§ TASK STATEMENT
Emit a verbatim copy of the lines running from the line with "of the smoke" through the end of the material below.

§ DATA LISTING

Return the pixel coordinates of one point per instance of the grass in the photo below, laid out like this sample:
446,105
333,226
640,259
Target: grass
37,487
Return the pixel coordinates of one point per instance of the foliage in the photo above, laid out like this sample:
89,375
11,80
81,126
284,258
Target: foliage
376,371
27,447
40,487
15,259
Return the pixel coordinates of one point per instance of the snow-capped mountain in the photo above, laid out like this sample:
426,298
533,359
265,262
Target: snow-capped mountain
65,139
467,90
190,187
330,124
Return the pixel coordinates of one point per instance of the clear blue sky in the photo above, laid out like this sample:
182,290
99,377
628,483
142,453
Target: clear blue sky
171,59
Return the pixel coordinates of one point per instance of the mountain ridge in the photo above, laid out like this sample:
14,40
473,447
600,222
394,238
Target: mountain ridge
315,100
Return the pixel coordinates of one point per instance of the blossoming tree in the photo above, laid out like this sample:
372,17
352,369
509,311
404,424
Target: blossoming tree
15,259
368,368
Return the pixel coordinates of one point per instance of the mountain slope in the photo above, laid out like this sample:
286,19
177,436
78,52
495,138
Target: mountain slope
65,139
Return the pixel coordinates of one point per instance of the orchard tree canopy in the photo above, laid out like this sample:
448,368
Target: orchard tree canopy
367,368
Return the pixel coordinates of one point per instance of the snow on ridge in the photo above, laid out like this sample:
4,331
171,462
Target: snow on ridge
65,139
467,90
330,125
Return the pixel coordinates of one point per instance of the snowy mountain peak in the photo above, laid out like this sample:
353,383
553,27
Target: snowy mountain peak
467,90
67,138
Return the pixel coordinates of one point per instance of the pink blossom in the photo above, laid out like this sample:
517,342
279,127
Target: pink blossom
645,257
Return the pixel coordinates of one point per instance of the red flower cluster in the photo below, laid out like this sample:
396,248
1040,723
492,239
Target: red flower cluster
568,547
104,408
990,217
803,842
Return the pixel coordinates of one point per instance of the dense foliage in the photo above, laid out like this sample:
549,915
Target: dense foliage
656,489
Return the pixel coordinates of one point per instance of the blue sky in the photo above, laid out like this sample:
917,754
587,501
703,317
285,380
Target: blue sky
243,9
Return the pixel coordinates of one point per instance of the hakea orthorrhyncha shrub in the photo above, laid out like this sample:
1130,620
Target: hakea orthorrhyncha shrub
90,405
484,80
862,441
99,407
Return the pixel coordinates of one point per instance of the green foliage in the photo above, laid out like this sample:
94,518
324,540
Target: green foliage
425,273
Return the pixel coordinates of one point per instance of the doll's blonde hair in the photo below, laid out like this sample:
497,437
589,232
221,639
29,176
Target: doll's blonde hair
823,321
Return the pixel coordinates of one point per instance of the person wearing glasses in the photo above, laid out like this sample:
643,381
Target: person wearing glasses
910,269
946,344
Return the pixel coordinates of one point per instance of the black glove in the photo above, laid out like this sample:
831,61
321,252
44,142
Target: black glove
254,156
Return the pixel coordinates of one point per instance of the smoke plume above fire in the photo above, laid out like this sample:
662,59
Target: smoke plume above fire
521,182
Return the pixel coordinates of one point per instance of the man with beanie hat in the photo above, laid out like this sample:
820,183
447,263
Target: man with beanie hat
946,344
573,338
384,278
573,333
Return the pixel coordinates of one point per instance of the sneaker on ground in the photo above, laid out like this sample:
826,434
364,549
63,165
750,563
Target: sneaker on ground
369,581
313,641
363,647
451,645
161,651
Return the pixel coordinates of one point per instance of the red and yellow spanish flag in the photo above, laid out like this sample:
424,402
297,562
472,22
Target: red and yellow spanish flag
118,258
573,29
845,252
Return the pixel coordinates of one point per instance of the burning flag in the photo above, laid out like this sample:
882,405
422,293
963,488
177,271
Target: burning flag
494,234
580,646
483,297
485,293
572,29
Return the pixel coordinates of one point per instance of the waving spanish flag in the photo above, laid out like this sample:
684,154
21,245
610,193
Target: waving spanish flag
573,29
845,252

§ TASK ANSWER
Return the pixel coordinates of one point per instance of the smoke plume above fire in the photo above, laid out like this sample:
662,59
Target: smoke plume above fire
521,182
Return the pixel coordinates of one point per instance of the man with beanie hat in the photo above, laid out like this sample:
820,183
447,263
Target: man with beanie hat
946,344
573,338
384,278
573,333
Return the pixel coordinates of one point per instance of the sneaker on ground in the photo above, laid out like this sample:
826,434
364,549
63,165
750,563
Target: sneaker on ground
369,581
313,641
363,647
451,645
161,651
Return the pixel coordinates of one point per instance of the red and yellow spanish flag in the photo above, laid out like this sample:
424,402
297,562
472,22
Target: red and yellow spanish flag
118,258
573,29
845,252
Return the pixel coordinates of one point per instance of the burning flag in the photo above, laid out like this sample:
882,405
422,293
963,488
177,271
Target: burning flag
494,234
580,646
483,297
485,293
572,29
Return the pixel coordinates of one point per instance of the waving spanish flag in the photo above, laid out like this sample:
684,154
21,245
610,193
Target: waving spanish flag
573,29
845,252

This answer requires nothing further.